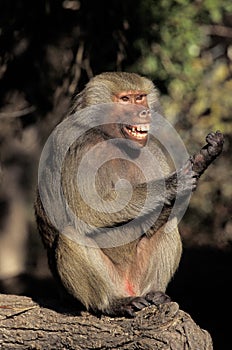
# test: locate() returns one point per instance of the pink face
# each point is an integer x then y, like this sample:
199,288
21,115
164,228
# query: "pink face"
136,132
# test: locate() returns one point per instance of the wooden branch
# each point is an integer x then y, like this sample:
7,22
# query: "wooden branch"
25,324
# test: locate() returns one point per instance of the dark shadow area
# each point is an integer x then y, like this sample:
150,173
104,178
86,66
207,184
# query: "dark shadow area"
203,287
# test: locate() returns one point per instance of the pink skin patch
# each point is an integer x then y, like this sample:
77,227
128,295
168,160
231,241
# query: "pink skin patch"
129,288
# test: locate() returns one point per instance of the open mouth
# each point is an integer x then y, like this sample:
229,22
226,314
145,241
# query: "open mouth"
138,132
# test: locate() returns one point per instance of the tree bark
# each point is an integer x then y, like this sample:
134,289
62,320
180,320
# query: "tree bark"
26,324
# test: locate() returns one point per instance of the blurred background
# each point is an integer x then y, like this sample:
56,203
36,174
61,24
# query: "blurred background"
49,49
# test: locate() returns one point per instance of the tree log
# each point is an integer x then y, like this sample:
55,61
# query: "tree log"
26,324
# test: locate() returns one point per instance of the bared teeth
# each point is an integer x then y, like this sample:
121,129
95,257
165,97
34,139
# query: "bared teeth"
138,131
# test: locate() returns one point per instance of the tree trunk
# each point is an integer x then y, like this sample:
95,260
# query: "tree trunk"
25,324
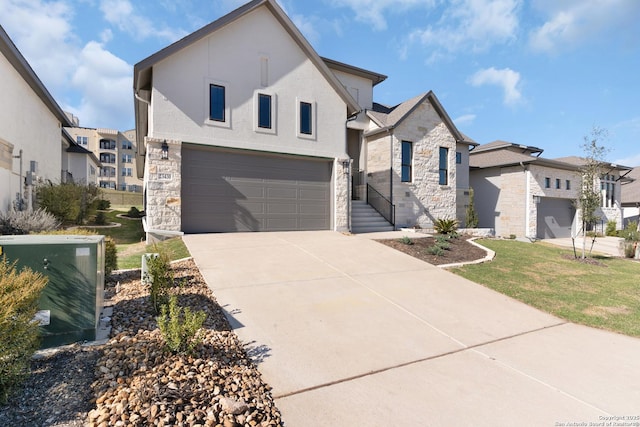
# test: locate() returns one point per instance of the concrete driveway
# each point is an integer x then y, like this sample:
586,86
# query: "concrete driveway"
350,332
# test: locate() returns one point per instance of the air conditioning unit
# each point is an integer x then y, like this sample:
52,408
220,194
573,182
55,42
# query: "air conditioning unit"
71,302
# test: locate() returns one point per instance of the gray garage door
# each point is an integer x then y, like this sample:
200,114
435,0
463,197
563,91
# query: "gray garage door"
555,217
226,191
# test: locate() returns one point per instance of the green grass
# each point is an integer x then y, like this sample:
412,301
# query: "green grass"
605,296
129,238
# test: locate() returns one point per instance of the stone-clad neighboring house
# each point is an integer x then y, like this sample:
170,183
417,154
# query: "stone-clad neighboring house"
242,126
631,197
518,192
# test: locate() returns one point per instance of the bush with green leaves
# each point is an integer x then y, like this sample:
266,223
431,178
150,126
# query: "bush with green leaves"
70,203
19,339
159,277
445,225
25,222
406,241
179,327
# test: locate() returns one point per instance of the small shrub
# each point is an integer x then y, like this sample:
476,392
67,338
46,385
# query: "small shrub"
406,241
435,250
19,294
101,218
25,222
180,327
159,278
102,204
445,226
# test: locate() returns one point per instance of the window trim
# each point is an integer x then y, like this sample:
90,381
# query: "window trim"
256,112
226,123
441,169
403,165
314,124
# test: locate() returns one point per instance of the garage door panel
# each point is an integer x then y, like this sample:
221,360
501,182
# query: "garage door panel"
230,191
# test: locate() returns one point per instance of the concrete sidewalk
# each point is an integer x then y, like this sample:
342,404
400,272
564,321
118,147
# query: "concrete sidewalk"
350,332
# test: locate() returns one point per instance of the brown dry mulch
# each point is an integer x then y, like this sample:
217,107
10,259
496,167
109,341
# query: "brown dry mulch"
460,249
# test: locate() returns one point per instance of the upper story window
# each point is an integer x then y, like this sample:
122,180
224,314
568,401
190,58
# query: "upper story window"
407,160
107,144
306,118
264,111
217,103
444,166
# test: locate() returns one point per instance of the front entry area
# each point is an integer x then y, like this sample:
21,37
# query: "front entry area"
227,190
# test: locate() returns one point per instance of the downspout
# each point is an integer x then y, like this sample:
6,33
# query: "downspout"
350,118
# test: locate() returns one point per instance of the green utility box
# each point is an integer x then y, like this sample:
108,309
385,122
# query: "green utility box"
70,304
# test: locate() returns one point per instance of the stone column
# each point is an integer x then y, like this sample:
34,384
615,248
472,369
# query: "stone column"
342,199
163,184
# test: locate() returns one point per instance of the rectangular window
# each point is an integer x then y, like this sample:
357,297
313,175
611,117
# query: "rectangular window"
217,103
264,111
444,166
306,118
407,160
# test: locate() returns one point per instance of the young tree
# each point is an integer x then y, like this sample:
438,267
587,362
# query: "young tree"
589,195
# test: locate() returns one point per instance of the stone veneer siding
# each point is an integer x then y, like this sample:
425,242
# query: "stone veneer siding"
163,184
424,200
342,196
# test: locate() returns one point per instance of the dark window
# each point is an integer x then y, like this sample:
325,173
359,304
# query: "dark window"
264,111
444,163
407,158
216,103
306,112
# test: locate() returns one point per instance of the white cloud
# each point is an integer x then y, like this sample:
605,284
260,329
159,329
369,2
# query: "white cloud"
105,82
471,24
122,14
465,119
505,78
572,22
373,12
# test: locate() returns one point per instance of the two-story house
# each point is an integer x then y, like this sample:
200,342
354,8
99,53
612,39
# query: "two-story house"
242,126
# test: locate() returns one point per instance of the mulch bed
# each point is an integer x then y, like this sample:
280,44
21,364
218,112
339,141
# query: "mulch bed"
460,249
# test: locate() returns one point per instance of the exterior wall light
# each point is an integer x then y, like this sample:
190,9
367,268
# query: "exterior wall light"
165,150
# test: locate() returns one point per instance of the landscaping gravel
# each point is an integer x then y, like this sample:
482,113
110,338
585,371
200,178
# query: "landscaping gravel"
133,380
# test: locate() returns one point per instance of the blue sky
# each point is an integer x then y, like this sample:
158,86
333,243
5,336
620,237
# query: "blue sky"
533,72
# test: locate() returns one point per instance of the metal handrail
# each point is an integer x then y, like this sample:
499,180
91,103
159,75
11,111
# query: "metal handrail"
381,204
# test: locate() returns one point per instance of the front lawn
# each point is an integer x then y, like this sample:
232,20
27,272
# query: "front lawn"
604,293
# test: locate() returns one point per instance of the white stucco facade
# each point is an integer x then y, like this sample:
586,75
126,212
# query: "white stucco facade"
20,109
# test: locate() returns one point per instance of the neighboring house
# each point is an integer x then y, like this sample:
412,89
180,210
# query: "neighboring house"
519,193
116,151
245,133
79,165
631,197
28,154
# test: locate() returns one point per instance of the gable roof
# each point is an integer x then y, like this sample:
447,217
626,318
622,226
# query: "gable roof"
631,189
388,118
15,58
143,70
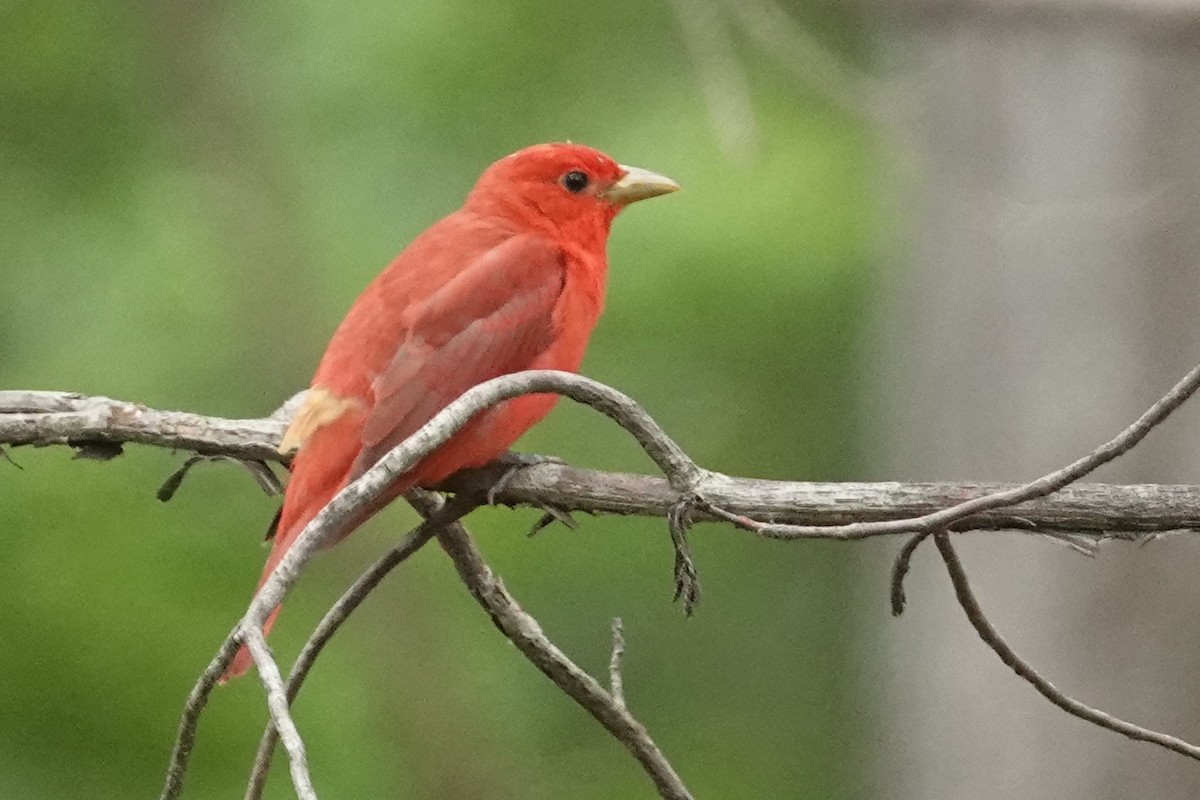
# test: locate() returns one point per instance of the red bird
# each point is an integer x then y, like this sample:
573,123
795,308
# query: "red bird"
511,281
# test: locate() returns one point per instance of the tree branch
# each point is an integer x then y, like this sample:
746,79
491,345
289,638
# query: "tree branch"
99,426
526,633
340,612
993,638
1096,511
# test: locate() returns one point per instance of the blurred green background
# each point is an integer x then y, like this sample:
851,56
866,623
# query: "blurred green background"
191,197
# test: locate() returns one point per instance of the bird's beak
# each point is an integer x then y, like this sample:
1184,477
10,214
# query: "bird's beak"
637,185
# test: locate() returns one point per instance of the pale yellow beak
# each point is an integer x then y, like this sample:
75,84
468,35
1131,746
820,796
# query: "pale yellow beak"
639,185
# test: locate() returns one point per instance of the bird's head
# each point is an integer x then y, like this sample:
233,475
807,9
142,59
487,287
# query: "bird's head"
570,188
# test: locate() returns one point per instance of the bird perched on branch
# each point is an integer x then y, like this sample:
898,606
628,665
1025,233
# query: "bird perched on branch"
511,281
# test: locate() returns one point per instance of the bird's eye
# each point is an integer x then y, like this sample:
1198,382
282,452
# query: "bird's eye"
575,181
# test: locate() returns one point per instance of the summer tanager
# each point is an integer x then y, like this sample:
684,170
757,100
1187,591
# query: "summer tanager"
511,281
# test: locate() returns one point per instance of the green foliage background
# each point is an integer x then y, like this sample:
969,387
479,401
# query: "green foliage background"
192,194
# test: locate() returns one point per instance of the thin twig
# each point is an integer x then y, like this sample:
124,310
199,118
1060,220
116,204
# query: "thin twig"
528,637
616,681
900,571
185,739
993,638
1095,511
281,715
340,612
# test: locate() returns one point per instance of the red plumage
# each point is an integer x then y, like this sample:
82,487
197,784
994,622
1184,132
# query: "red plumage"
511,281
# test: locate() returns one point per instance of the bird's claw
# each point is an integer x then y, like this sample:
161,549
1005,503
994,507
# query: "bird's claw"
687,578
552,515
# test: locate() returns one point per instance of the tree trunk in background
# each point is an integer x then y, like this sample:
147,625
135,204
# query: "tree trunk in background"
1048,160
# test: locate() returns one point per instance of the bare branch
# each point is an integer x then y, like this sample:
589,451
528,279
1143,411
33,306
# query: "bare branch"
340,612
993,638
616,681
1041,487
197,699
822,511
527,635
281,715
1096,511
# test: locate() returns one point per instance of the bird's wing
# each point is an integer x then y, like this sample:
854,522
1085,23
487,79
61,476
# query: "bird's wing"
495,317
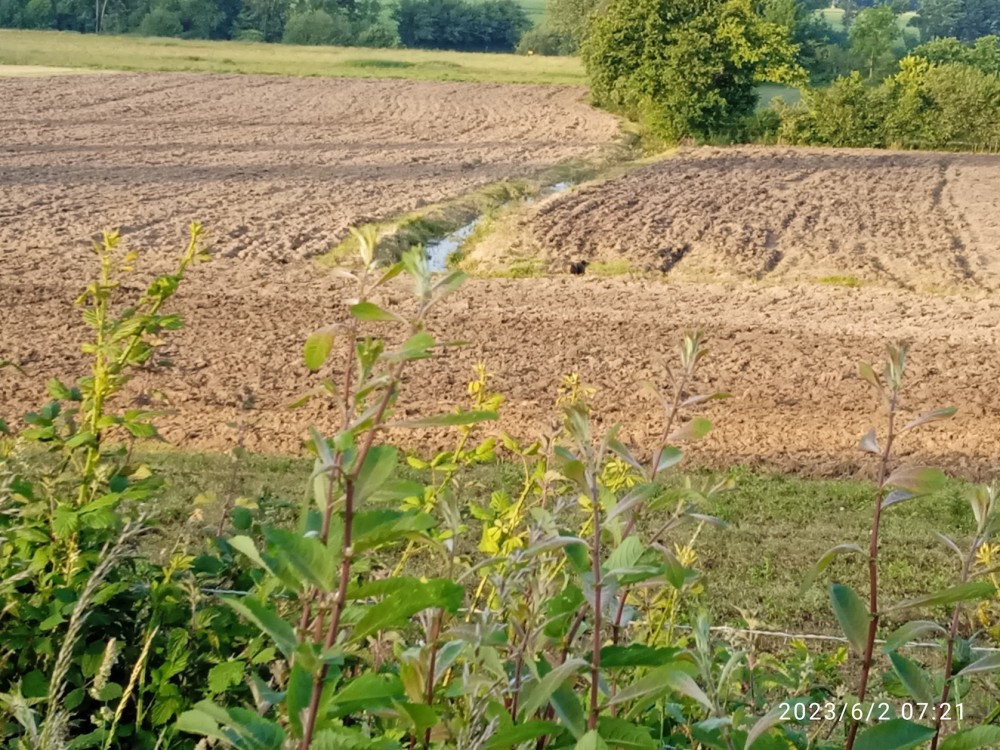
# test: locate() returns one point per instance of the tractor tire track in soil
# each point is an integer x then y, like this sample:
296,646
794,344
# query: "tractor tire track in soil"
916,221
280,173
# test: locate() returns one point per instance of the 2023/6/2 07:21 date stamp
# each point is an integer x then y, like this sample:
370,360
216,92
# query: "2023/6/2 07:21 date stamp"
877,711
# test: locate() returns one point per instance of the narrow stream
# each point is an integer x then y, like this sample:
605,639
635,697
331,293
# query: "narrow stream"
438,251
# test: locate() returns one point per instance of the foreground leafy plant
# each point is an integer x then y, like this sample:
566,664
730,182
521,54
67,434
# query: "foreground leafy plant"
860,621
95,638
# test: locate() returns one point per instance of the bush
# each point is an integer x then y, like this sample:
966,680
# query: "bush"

REQUIREMENT: From the opening line of the listing above through the line bearing "the dark shadow area", repeat each line exactly. Drop every picture.

WRITTEN ANSWER:
# test: locate() returns one point per instance of the pink face
# each point is an integer x then y, like this sample:
199,288
21,115
164,228
# query: "pink face"
136,132
# test: locate() returns one point per instance of the wooden branch
# each point is an integer x then y, like this sample:
7,22
# query: "wooden branch"
25,324
# test: locate() returns one point per instance of the dark shadow area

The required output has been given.